━━ Entries provided

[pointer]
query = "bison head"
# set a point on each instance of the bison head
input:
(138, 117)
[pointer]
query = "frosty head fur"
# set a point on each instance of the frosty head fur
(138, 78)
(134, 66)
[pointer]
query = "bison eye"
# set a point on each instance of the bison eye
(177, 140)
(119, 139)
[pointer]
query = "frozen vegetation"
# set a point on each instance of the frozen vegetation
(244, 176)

━━━━

What the exercise asks -> Can you reproduce all the material exactly?

Exercise answer ->
[pointer]
query = "bison head"
# set a point on each instance of the bison head
input:
(138, 117)
[pointer]
query = "frosty head fur"
# set a point on each instance of the frosty head fur
(138, 78)
(134, 66)
[pointer]
query = "bison eye"
# set a point on each instance of the bison eye
(177, 140)
(119, 139)
[pointer]
query = "frozen vegetation"
# set a point on each instance of the frozen vegetation
(244, 176)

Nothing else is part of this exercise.